### TEXT SEGMENT
Oddly enough, Timothy’s simultaneous subsumption and disruption of the Western canon finds other resonances with Mahler. Theodor Adorno, in a rather Orientalist characterization of Mahler’s work, noted that “the alienation effects in Das Lied von der Erde are faithfully imitated from the irritation that Far Eastern music unalterably causes the Western ear.” Such protestations seem quaint now. But resonances of these pentatonic “irritations” resurface, intentionally or not, on ‘Wood’, which features Chinese-Canadian Yu Su on piano. The two harness distortion and noise, turning aberration into something beautiful against the backdrop of purists like Adorno and the racial miscegenation theories that had similar effects on differently-racialised peoples. Glitches in Western modernity, Duval Timothy and Yu Su represent two different articulations of hybrid musicality.

In fact, many of the artists featured on this record are similarly transnational, one way or another: FAUZIA in London by way of Somali roots, Lamin Fofana growing up in Guinea and Sierra Leone before moving to the United States. These artists, as combined here, work from a place within the breaks of sound and genre that parallels their hybrid condition, resistant to categorisation. When Timothy is called a “white man” in Sierra Leone or Yu Su is labelled as a Canadian musician in the West, these efforts of classification along rigid binaries are as futile as trying to pin down, say, the sprawling improvisation on ‘Thunder’. As Martiniquan poet Éduoard Glissant once quipped about the opacities of diaspora, “to understand these truly one must focus on the texture of the weave and not on the nature of its components.” Timothy’s sonic tapestries, then, are a potent example of such opacities made audible.

### REQUIRED WORK
1. Copy the passage on Duval Timothy's music word for word, from "Oddly enough, Timothy’s" to "of hybrid musicality.".
2. According to the passage on Duval Timothy's music, who plays piano on 'Wood'?

Referring expression data:
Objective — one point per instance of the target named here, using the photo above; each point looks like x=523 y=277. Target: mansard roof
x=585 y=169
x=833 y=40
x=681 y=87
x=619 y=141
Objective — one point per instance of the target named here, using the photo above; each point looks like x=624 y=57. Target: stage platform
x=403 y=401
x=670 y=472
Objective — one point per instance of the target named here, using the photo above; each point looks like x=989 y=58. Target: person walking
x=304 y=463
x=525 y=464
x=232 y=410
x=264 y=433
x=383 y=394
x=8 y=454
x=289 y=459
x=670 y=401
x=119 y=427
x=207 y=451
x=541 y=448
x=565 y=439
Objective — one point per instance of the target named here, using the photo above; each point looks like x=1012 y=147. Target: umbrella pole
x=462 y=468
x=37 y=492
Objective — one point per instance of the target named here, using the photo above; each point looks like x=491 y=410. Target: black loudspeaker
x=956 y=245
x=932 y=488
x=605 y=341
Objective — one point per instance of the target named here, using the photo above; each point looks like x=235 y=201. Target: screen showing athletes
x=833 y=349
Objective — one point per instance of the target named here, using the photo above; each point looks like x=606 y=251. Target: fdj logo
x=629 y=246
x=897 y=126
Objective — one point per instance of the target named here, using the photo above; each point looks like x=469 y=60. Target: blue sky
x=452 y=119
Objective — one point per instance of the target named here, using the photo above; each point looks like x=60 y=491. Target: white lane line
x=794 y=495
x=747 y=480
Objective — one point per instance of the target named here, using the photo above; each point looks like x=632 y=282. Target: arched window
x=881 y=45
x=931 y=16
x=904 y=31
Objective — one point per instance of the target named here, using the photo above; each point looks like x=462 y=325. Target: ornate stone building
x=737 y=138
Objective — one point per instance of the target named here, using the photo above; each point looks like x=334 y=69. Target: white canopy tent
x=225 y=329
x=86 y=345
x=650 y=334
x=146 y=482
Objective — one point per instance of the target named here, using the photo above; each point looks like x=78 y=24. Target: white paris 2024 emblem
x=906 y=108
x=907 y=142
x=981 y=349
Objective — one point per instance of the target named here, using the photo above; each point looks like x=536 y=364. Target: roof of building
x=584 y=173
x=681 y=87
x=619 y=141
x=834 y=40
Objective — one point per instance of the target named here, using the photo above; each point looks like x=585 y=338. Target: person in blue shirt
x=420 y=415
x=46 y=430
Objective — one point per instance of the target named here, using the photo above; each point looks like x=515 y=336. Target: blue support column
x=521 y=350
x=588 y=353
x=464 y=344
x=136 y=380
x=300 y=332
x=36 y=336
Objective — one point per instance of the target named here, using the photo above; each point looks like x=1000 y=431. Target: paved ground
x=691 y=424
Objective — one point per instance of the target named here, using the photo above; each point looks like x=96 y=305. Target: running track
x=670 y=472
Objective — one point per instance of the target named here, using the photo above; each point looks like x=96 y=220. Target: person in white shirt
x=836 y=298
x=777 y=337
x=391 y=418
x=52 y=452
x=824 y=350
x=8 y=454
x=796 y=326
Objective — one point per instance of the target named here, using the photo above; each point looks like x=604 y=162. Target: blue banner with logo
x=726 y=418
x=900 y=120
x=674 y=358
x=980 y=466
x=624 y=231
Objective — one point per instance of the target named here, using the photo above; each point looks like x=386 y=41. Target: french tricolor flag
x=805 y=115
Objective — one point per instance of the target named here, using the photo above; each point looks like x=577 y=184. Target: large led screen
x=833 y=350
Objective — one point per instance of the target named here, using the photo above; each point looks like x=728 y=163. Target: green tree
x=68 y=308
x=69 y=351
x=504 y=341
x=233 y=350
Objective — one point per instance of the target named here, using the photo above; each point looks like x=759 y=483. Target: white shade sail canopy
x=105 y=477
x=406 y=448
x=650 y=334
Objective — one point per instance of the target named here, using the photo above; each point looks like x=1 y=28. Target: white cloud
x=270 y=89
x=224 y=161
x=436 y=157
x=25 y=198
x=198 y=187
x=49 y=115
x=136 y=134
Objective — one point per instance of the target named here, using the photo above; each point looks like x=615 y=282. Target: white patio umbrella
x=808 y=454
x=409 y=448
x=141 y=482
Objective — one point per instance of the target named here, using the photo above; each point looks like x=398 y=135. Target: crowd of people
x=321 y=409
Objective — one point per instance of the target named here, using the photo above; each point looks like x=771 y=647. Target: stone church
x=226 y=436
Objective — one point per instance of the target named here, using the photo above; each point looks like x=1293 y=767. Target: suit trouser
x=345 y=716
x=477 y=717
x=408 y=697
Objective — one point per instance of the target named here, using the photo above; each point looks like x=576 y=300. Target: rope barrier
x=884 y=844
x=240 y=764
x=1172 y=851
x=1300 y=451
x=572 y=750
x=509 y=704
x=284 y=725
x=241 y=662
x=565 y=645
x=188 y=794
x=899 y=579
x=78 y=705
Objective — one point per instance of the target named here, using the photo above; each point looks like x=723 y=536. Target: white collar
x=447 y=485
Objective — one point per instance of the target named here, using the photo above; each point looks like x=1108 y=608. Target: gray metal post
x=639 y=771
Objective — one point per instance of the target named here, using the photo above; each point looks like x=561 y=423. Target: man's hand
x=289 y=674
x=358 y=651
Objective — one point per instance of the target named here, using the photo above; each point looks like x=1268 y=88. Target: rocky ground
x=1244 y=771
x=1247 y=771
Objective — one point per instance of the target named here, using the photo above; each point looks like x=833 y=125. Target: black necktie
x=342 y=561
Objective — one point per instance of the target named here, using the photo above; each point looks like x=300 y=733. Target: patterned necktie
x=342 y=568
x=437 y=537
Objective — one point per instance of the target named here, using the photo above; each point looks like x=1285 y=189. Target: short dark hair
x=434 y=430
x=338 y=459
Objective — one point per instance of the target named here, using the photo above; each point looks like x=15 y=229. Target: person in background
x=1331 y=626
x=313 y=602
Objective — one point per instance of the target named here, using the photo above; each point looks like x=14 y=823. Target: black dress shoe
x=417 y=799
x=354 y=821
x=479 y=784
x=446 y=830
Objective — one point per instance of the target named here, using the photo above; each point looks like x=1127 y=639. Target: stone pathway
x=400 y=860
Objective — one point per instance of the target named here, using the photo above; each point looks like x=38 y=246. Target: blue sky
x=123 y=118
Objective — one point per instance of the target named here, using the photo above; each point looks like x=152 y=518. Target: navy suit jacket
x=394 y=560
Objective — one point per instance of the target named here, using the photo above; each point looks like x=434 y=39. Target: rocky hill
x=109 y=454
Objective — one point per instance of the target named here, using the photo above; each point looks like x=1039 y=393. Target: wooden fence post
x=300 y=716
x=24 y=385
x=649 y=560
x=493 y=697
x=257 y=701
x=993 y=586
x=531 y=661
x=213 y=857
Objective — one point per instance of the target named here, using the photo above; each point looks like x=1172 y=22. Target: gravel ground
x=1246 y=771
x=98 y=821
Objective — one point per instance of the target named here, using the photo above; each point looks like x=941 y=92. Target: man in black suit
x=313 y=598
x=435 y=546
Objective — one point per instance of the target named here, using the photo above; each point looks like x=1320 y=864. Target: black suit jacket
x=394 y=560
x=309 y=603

### TASK SOLUTIONS
1.
Oddly enough, Timothy’s simultaneous subsumption and disruption of the Western canon finds other resonances with Mahler. Theodor Adorno, in a rather Orientalist characterization of Mahler’s work, noted that “the alienation effects in Das Lied von der Erde are faithfully imitated from the irritation that Far Eastern music unalterably causes the Western ear.” Such protestations seem quaint now. But resonances of these pentatonic “irritations” resurface, intentionally or not, on ‘Wood’, which features Chinese-Canadian Yu Su on piano. The two harness distortion and noise, turning aberration into something beautiful against the backdrop of purists like Adorno and the racial miscegenation theories that had similar effects on differently-racialised peoples. Glitches in Western modernity, Duval Timothy and Yu Su represent two different articulations of hybrid musicality.

2. Chinese-Canadian Yu Su plays piano on 'Wood'.